Saved entries:

· · ·

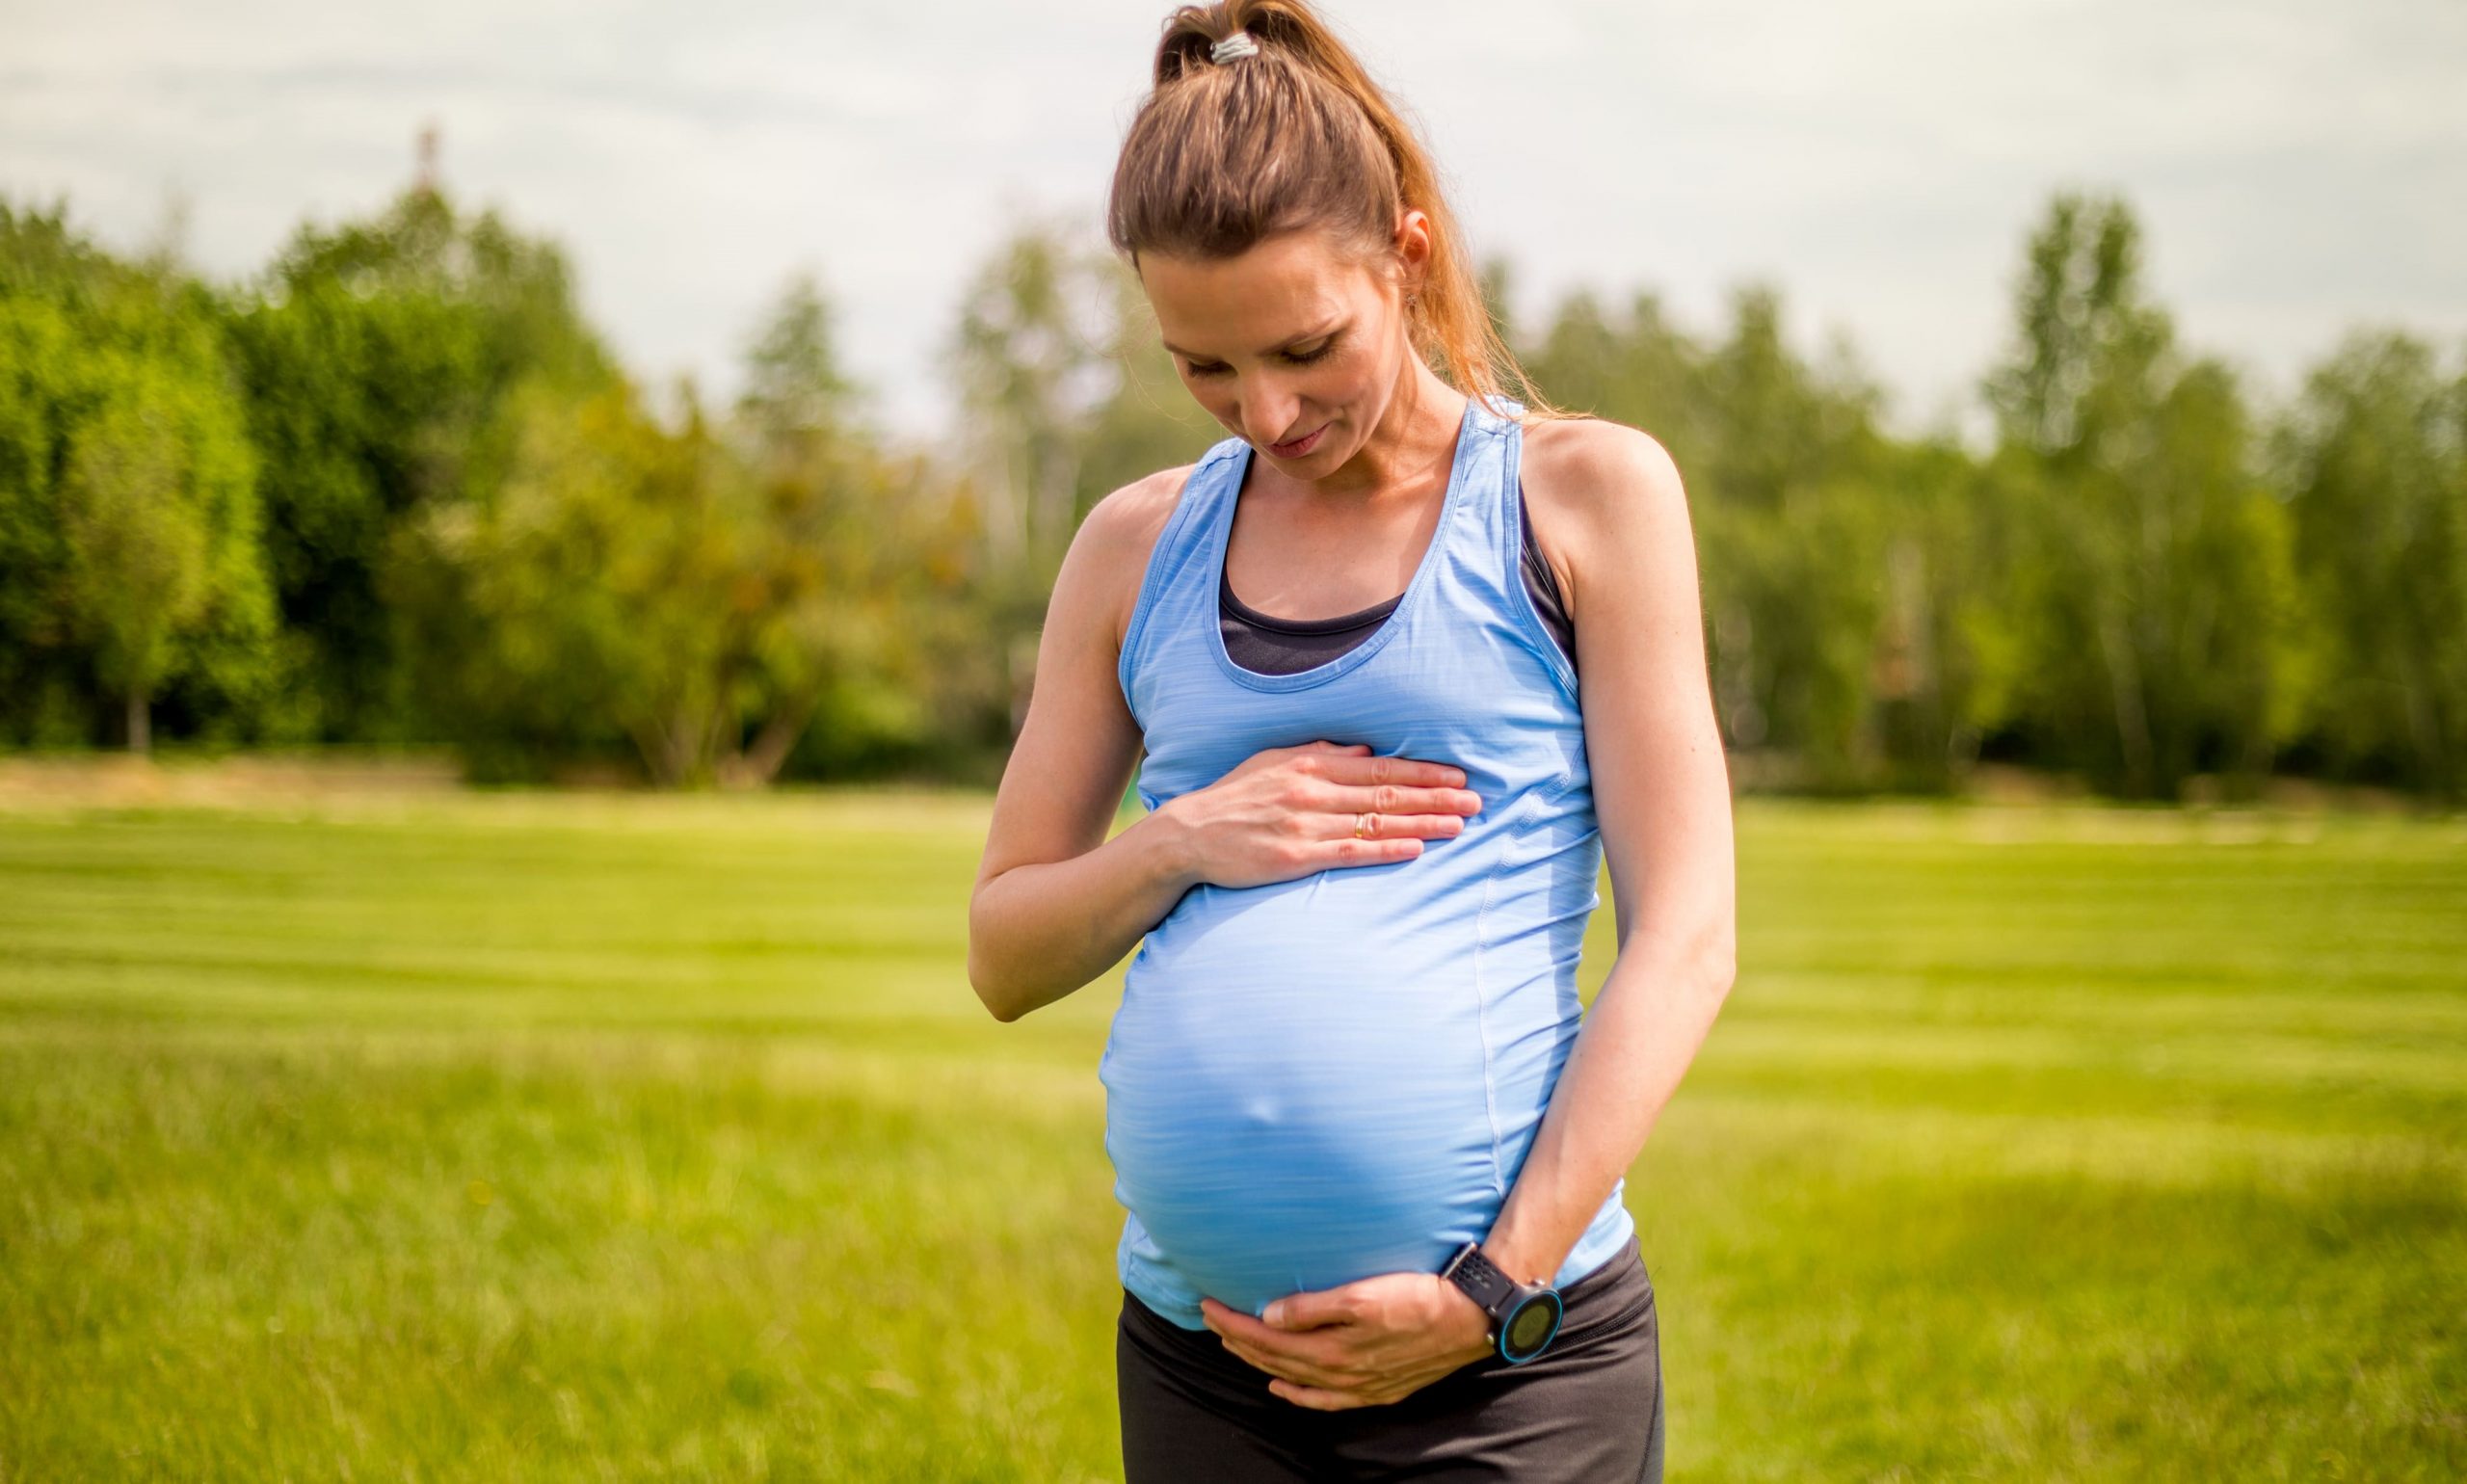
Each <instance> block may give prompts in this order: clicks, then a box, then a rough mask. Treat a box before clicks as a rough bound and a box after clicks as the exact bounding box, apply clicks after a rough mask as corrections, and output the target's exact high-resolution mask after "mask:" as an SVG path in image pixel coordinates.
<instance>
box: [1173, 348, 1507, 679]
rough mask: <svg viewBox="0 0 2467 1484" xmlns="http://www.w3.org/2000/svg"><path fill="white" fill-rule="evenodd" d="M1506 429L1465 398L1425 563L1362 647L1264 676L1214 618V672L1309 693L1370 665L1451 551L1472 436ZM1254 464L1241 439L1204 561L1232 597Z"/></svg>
mask: <svg viewBox="0 0 2467 1484" xmlns="http://www.w3.org/2000/svg"><path fill="white" fill-rule="evenodd" d="M1507 426H1510V424H1507V422H1505V419H1497V417H1483V402H1480V399H1478V397H1465V412H1463V417H1460V419H1458V424H1456V456H1453V459H1451V463H1448V491H1446V495H1441V505H1438V523H1436V525H1433V528H1431V540H1428V542H1426V545H1423V550H1421V562H1419V565H1416V567H1414V577H1411V582H1406V587H1404V592H1401V594H1396V601H1394V609H1391V611H1389V616H1386V621H1384V624H1379V629H1377V631H1374V634H1372V636H1369V638H1364V641H1362V643H1357V646H1352V648H1347V651H1345V653H1340V656H1335V658H1330V661H1322V663H1317V666H1310V668H1308V671H1285V673H1273V675H1271V673H1263V671H1248V668H1243V666H1238V663H1236V661H1233V653H1231V651H1226V636H1224V626H1221V624H1216V621H1214V614H1211V619H1209V621H1206V624H1201V626H1199V629H1204V643H1206V646H1209V653H1211V656H1216V668H1219V671H1224V673H1226V678H1231V680H1233V683H1236V685H1246V688H1251V690H1305V688H1310V685H1325V683H1330V680H1337V678H1340V675H1349V673H1352V671H1354V668H1359V666H1364V663H1369V661H1372V658H1374V656H1377V653H1379V651H1382V648H1386V646H1389V643H1391V641H1394V638H1396V634H1399V631H1401V629H1406V626H1411V621H1414V611H1416V606H1419V604H1416V599H1419V597H1421V594H1423V589H1428V587H1431V582H1433V579H1436V574H1438V565H1441V560H1443V552H1446V550H1448V537H1451V532H1453V530H1456V513H1458V510H1460V508H1463V503H1465V476H1468V471H1470V468H1473V436H1475V434H1478V431H1480V434H1497V431H1502V429H1507ZM1253 459H1256V449H1251V441H1248V439H1238V441H1236V446H1233V456H1231V459H1229V461H1231V463H1233V473H1231V476H1229V481H1226V486H1224V493H1221V495H1219V498H1216V510H1211V515H1214V520H1211V523H1209V547H1206V560H1209V565H1211V567H1214V569H1216V589H1219V592H1231V587H1229V582H1226V552H1229V550H1231V535H1233V508H1236V505H1238V503H1241V486H1243V478H1248V473H1251V461H1253Z"/></svg>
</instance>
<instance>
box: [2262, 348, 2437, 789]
mask: <svg viewBox="0 0 2467 1484" xmlns="http://www.w3.org/2000/svg"><path fill="white" fill-rule="evenodd" d="M2277 454H2280V471H2282V483H2284V488H2287V493H2289V513H2292V518H2294V528H2297V542H2294V547H2297V552H2299V557H2302V582H2304V589H2307V594H2309V597H2312V611H2314V614H2317V624H2319V646H2321V653H2319V661H2317V663H2319V673H2321V683H2319V688H2317V693H2314V695H2312V705H2309V715H2307V717H2304V720H2307V725H2309V732H2312V737H2317V740H2319V752H2321V754H2324V757H2326V759H2329V762H2331V767H2339V769H2346V772H2358V774H2363V777H2381V779H2391V781H2398V784H2405V786H2413V789H2423V791H2430V794H2437V796H2445V799H2452V801H2457V799H2462V796H2467V357H2462V367H2460V372H2457V375H2452V377H2447V380H2445V377H2442V372H2440V367H2437V365H2435V355H2432V348H2430V345H2425V343H2423V340H2418V338H2413V335H2403V333H2395V330H2358V333H2354V335H2349V338H2346V343H2344V345H2341V348H2339V350H2336V353H2334V355H2331V357H2329V360H2326V362H2324V365H2321V367H2317V370H2314V372H2312V375H2309V377H2307V382H2304V392H2302V397H2299V399H2297V407H2294V409H2292V412H2289V417H2287V424H2284V426H2282V431H2280V439H2277Z"/></svg>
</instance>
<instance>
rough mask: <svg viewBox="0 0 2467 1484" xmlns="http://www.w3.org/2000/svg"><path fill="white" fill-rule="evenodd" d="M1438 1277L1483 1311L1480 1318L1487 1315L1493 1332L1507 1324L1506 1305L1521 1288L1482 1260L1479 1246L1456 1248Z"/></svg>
mask: <svg viewBox="0 0 2467 1484" xmlns="http://www.w3.org/2000/svg"><path fill="white" fill-rule="evenodd" d="M1441 1277H1446V1279H1448V1282H1453V1284H1456V1287H1460V1289H1465V1294H1468V1297H1470V1299H1473V1302H1475V1304H1480V1307H1483V1314H1490V1326H1493V1331H1495V1329H1497V1326H1500V1324H1505V1321H1507V1304H1510V1302H1512V1299H1515V1297H1517V1289H1520V1287H1525V1284H1520V1282H1517V1279H1512V1277H1507V1274H1505V1272H1500V1267H1497V1265H1495V1262H1490V1257H1483V1245H1480V1242H1465V1245H1463V1247H1458V1250H1456V1257H1451V1260H1448V1267H1443V1270H1441Z"/></svg>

· · ·

Your objective:
Copy out every one of the saved entries above word for word, leaving out the pictures.

Solution to this exercise:
Each <instance> block may give prompts in this order: clicks, then a box, then a rough mask. Treat a box before clicks as a rough bound and a box after clicks as the exact bounding box, apply clicks after a rough mask as corrections, and output the target's exact high-resolution mask after "mask:" as an SVG path in image pixel coordinates.
<instance>
box: [1173, 348, 1507, 679]
rough mask: <svg viewBox="0 0 2467 1484" xmlns="http://www.w3.org/2000/svg"><path fill="white" fill-rule="evenodd" d="M1506 429L1465 398L1425 563L1362 647L1264 676L1214 618V672L1309 693L1370 665L1451 551L1472 436ZM1254 464L1241 439L1204 561L1232 597Z"/></svg>
mask: <svg viewBox="0 0 2467 1484" xmlns="http://www.w3.org/2000/svg"><path fill="white" fill-rule="evenodd" d="M1507 426H1510V424H1507V422H1505V419H1497V417H1483V402H1480V399H1478V397H1465V412H1463V417H1460V419H1458V424H1456V456H1453V459H1451V463H1448V491H1446V495H1441V505H1438V523H1436V525H1433V528H1431V540H1428V542H1426V545H1423V550H1421V562H1419V565H1416V567H1414V577H1411V582H1406V587H1404V592H1401V594H1396V601H1394V609H1391V611H1389V616H1386V621H1384V624H1379V629H1377V631H1374V634H1372V636H1369V638H1364V641H1362V643H1357V646H1352V648H1347V651H1345V653H1340V656H1335V658H1330V661H1322V663H1317V666H1310V668H1308V671H1285V673H1273V675H1271V673H1263V671H1248V668H1243V666H1238V663H1236V661H1233V653H1231V651H1226V636H1224V626H1221V624H1216V621H1214V614H1211V619H1209V621H1206V624H1201V626H1199V629H1204V643H1206V646H1209V653H1211V656H1216V668H1219V671H1224V673H1226V678H1231V680H1233V683H1236V685H1246V688H1251V690H1305V688H1310V685H1325V683H1330V680H1337V678H1340V675H1349V673H1352V671H1354V668H1359V666H1364V663H1369V661H1372V658H1374V656H1377V653H1379V651H1382V648H1386V646H1389V643H1391V641H1394V638H1396V634H1399V631H1401V629H1406V626H1411V621H1414V611H1416V606H1419V604H1416V599H1419V597H1421V594H1423V589H1428V587H1431V582H1433V579H1436V574H1438V565H1441V560H1443V552H1446V550H1448V537H1451V532H1453V530H1456V513H1458V510H1460V508H1463V503H1465V476H1468V471H1470V468H1473V436H1475V434H1478V431H1480V434H1497V431H1502V429H1507ZM1253 459H1256V449H1251V441H1248V439H1238V441H1236V446H1233V456H1231V459H1229V461H1231V463H1233V473H1231V476H1229V481H1226V486H1224V493H1221V495H1219V498H1216V510H1211V515H1214V520H1211V523H1209V547H1206V560H1209V565H1211V567H1214V569H1216V589H1219V592H1231V587H1229V582H1226V552H1229V550H1231V535H1233V508H1236V505H1238V503H1241V486H1243V478H1248V473H1251V461H1253Z"/></svg>
</instance>
<instance>
box: [2262, 348, 2437, 789]
mask: <svg viewBox="0 0 2467 1484" xmlns="http://www.w3.org/2000/svg"><path fill="white" fill-rule="evenodd" d="M2277 454H2280V471H2282V483H2284V488H2287V493H2289V513H2292V518H2294V528H2297V542H2294V547H2297V552H2299V557H2302V582H2304V589H2307V594H2309V597H2312V611H2314V614H2317V624H2319V646H2321V653H2319V661H2317V663H2319V673H2321V683H2319V688H2317V693H2314V695H2312V705H2309V715H2307V717H2304V720H2307V725H2309V732H2312V737H2317V740H2319V752H2321V754H2324V757H2326V759H2329V762H2331V767H2339V769H2346V772H2358V774H2363V777H2381V779H2391V781H2398V784H2405V786H2413V789H2423V791H2430V794H2437V796H2445V799H2452V801H2457V799H2462V796H2467V357H2462V367H2460V372H2457V375H2452V377H2447V380H2445V377H2442V372H2440V367H2437V365H2435V355H2432V348H2430V345H2425V343H2423V340H2418V338H2413V335H2403V333H2395V330H2358V333H2354V335H2349V338H2346V343H2344V345H2341V348H2339V350H2336V353H2334V355H2331V357H2329V360H2326V362H2324V365H2321V367H2317V370H2314V372H2312V375H2309V377H2307V382H2304V392H2302V397H2299V399H2297V407H2294V409H2292V412H2289V417H2287V424H2284V426H2282V431H2280V439H2277Z"/></svg>
</instance>
<instance>
rough mask: <svg viewBox="0 0 2467 1484" xmlns="http://www.w3.org/2000/svg"><path fill="white" fill-rule="evenodd" d="M1438 1277L1483 1311L1480 1318L1487 1315L1493 1332L1507 1324L1506 1305L1521 1288L1482 1260L1479 1246L1456 1248Z"/></svg>
mask: <svg viewBox="0 0 2467 1484" xmlns="http://www.w3.org/2000/svg"><path fill="white" fill-rule="evenodd" d="M1441 1277H1446V1279H1448V1282H1453V1284H1456V1287H1460V1289H1465V1294H1468V1297H1470V1299H1473V1302H1475V1304H1480V1307H1483V1314H1490V1326H1493V1331H1495V1329H1497V1326H1500V1324H1505V1321H1507V1304H1510V1302H1512V1299H1515V1297H1517V1289H1520V1287H1525V1284H1520V1282H1517V1279H1512V1277H1507V1274H1505V1272H1500V1267H1497V1265H1495V1262H1490V1257H1483V1245H1480V1242H1465V1245H1463V1247H1458V1250H1456V1257H1451V1260H1448V1267H1443V1270H1441Z"/></svg>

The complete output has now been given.